Working data Block Start
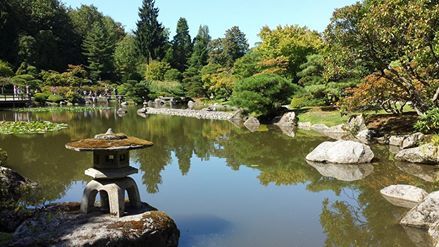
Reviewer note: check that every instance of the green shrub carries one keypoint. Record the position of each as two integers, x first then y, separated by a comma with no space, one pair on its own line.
165,88
73,97
435,140
41,97
138,92
263,94
429,122
173,75
55,98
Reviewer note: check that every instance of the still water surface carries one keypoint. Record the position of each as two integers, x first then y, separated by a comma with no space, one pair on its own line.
226,186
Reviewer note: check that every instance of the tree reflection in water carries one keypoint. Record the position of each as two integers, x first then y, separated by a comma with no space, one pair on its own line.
358,217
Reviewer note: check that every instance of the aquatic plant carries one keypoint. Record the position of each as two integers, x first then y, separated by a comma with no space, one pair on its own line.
33,127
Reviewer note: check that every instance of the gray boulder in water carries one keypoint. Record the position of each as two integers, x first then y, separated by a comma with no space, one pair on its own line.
425,154
64,225
341,152
403,195
425,215
343,172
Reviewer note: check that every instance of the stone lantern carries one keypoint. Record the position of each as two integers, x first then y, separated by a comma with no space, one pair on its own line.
111,168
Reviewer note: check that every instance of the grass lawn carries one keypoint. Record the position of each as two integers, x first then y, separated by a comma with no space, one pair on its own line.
321,116
389,123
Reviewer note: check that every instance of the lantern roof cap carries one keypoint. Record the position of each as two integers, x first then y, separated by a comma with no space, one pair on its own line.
109,141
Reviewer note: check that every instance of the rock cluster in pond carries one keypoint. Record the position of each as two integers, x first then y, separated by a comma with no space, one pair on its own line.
64,225
200,114
406,141
426,154
288,119
13,187
424,212
341,152
402,195
343,172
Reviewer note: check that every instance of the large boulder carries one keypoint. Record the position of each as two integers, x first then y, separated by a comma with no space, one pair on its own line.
402,195
425,214
64,225
343,172
13,188
341,152
365,136
412,140
288,119
396,140
425,154
406,141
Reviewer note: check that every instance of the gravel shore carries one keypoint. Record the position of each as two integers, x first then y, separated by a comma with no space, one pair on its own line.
200,114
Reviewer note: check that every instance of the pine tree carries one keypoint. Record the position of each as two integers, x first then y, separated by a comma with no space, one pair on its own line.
98,48
235,45
151,37
200,51
192,78
181,46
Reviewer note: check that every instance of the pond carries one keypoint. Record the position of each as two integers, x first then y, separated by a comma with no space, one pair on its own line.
227,186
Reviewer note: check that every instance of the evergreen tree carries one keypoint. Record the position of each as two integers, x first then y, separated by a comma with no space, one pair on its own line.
98,48
151,38
181,46
126,59
192,76
200,51
226,50
235,45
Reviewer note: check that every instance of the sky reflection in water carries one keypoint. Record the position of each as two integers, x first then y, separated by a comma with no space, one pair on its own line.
224,185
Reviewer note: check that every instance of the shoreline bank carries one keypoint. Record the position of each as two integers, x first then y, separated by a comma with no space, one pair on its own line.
200,114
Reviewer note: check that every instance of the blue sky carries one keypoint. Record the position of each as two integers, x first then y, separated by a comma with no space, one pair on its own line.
219,15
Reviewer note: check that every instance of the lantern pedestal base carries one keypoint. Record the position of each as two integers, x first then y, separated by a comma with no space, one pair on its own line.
110,173
112,192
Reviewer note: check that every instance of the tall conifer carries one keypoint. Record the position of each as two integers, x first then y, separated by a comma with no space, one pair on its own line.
181,46
98,48
150,35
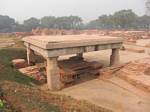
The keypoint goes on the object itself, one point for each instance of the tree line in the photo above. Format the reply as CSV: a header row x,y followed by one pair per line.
x,y
124,19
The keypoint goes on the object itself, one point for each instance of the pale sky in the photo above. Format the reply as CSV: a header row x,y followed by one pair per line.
x,y
87,9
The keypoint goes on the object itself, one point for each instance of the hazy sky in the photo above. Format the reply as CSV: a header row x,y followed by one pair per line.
x,y
87,9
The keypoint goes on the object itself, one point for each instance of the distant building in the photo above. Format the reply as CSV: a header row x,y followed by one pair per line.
x,y
148,8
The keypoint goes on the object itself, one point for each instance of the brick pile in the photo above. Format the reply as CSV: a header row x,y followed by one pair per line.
x,y
137,73
74,70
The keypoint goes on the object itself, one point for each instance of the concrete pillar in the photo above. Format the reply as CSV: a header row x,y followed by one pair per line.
x,y
53,76
114,58
80,55
30,55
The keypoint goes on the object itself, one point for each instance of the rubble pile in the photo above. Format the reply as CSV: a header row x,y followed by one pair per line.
x,y
46,31
131,36
35,72
136,73
73,69
19,63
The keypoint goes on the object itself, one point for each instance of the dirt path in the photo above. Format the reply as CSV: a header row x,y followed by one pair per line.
x,y
110,95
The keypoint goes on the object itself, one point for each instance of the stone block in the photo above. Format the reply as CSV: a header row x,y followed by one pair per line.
x,y
19,63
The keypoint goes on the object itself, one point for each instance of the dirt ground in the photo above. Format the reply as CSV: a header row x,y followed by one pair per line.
x,y
92,96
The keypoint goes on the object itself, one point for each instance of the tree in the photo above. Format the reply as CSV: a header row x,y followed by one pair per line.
x,y
6,23
124,18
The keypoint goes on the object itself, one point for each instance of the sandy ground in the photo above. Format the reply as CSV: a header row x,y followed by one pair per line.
x,y
115,93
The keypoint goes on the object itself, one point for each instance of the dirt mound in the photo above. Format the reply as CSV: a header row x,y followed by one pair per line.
x,y
136,73
31,99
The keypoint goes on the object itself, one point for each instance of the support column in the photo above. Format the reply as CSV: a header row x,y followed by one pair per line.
x,y
30,55
53,76
114,58
80,55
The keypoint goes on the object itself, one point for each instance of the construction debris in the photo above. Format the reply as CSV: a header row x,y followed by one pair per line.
x,y
19,63
136,73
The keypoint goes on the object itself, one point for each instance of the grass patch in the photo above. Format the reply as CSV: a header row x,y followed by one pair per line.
x,y
10,74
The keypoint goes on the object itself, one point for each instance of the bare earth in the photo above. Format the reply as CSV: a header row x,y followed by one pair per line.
x,y
113,93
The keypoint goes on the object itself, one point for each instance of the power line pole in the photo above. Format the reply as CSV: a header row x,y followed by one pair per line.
Working data Block End
How to complete this task: Start at the first line and set down all of the data exactly, passing over the pictures.

Response to this exercise:
Reviewer note: check that every instance of the green shrub carries one keypoint. Record the position of each as two integers, x first then y, separated by a comma with no space, one pair on its own line.
165,88
73,97
435,140
41,97
138,92
263,94
429,122
173,75
55,98
Reviewer note: check that every instance of the still water surface carries one keypoint. Record the position of each as two integers, x first then y, separated by a comma with no space, one pair on its own line.
226,186
Reviewer note: check that every instance of the tree reflection in water carries one keypoint. Record the position of each as two integers, x first then y, separated by a comma with no space, one pair on its own line.
358,217
Reviewer note: check that every instance of the aquatic plant carries one keypoint. Record the position of each as two integers, x first then y, separated by a comma with no space, one pair on its own line.
33,127
Reviewer note: check that every instance of the gray boulder in water carries one keypoint. Record the position of each as two integers, x first then y, separated by a comma with no space, one pair on its own line.
425,154
64,225
341,152
403,195
425,215
343,172
Reviewer note: check that every instance of the stone lantern carries one keypoint. Record the position of each as two integers, x first then y, separated by a comma with no space, one pair on its own line.
111,168
Reviewer note: check that every instance of the grass lawn carries one keypoint. Record the position of each as two integers, x first then y, separated by a comma with no space, one pair on its own line.
321,116
389,123
Reviewer note: check that every instance of the lantern roof cap carries one keypoint. Record the position of each as two integers, x first then y, separated by a comma with no space, one pair on its own line.
109,141
Reviewer note: check that every instance of the rock cluster in pond carries one keypoint. Record the position of each as two integers, x first then y, separated by a comma with no space, one pair on its own line.
64,225
200,114
406,141
426,154
288,119
13,187
424,212
341,152
402,195
343,172
Reviewer note: check that every instance of the large boulder carries one keypoint. Record the position of each as two integers, x first then y, separated by a comma with no space, one pair on its own line.
402,195
425,214
64,225
343,172
13,188
341,152
365,136
412,140
288,119
396,140
425,154
406,141
Reviewer note: check that every instance of the gravel shore carries one keypoint. Record the position of each as two integers, x first then y, separated by a comma with no space, one pair on its own line.
200,114
Reviewer note: check that every instance of the pine tree carries one keypoint. Record the position of each as two integers, x first then y, separated by a comma with no space, one pair on its own line.
98,48
235,45
151,37
200,51
192,78
181,46
Reviewer note: check that every instance of the pond carries one keypoint. Record the position of each as two integers, x first then y, separated by a comma with no space, one pair on its own line.
227,186
Reviewer note: check that every instance of the evergreen tree carries one keypoint. Record the position of each as two integers, x first then y, separated by a comma with no space, one pair on its own line.
98,48
151,38
181,46
126,59
192,76
200,51
226,50
235,45
Reviewer note: check that every instance of the sky reflection in water carries one keypoint. Record the position of each as two integers, x first then y, separated by a comma with no space, one pair on its own line.
224,185
Reviewer note: check that every instance of the shoreline bank carries one keypoint. Record the position of each as two integers, x first then y, separated by a comma with no space, one pair on its own line.
200,114
Reviewer note: check that every instance of the blue sky carries one keypoint. Record the position of each as two integers, x first then y, separated by a comma with no space, one pair on its own line.
219,15
Reviewer note: check that every instance of the lantern pedestal base carries one keypoint. Record the position of each as two integers, x first then y, separated by a comma with no space, one pair on its own line.
110,173
112,192
Reviewer note: check that every instance of the tall conifer carries one keypoint. Record the position of each as two integers, x first then y, separated by a comma with no space, one pair on its own line.
181,46
98,48
150,35
The keypoint goes on the object itself, one point for each instance of the tree line in the photo above. Format the reply as CSV: a header row x,y followed by one pair per line.
x,y
124,19
The keypoint goes on the object itself, one point for each instance of the pale sky in the photo above. Format the reply as CSV: a header row x,y followed by one pair per line.
x,y
87,9
The keypoint goes on the object itself, one point for each instance of the hazy sky in the photo above. Format the reply as CSV: a header row x,y followed by one pair per line.
x,y
87,9
The keypoint goes on the object itself, one point for each instance of the distant building in the photo above. Format the reply as CSV: a header row x,y followed by one pair per line.
x,y
148,8
The keypoint goes on the object itself, one point for each instance of the brick pile in the photo above. Format the reply as CSV: a header row x,y followed by one pair per line.
x,y
137,73
74,70
The keypoint goes on the object itself, one point for each instance of the concrete pillar in the photo above. Format the reply as CSV: a header row x,y followed by one pair per line.
x,y
53,76
114,58
80,55
30,55
The keypoint goes on the object itself, one point for each instance of the rubble pile in the photo above. Format the reply as CSV: a header row x,y followed by one pair per line.
x,y
46,31
131,36
35,72
136,73
73,69
19,63
The keypoint goes on the object itself, one point for each instance of the dirt path in the photo above. Format the reply as CSV: a header row x,y followed by one pair per line.
x,y
110,95
The keypoint goes on the object itself, one point for each instance of the stone block in the photo above. Format the reply as CSV: a header row x,y followed by one pair per line.
x,y
19,63
The keypoint goes on the object itself, one point for each instance of the dirt ground in the photo above. Format the reply as CSV: a header row x,y followed by one pair per line.
x,y
92,96
The keypoint goes on the object itself, one point for each instance of the tree in the photo above. Format the reply as CSV: a header row x,y followed by one pair per line.
x,y
6,23
124,18
The keypoint goes on the object itself, one point for each instance of the sandy ground in the photo above. Format the reply as CSV: a header row x,y followed by one pair per line.
x,y
115,93
The keypoint goes on the object itself, one point for each instance of the dirt mound in the photo above. Format the reply as CSV: a header row x,y followed by one pair per line.
x,y
136,73
31,99
The keypoint goes on the object itself, one point for each instance of the support column in the photo above. Format the reply as CSV: a header row x,y followed by one pair per line.
x,y
30,55
53,76
114,58
80,55
The keypoint goes on the object itself, one point for each instance of the construction debris in the photo above. Format the reply as CSV: a header row x,y followed by one pair per line.
x,y
19,63
136,73
The keypoint goes on the object itself, one point for each instance of the grass patch in the photo above. Format the reply as CSV: a header row x,y followed by one pair per line.
x,y
10,74
The keypoint goes on the object itself, one point for each instance of the bare earth in the photo above. Format the reply as CSV: a header row x,y followed by one pair per line.
x,y
113,93
The keypoint goes on the object itself, one point for each instance of the power line pole in the photo above. Format the reply as CSV: a header row x,y followed by one pair per line.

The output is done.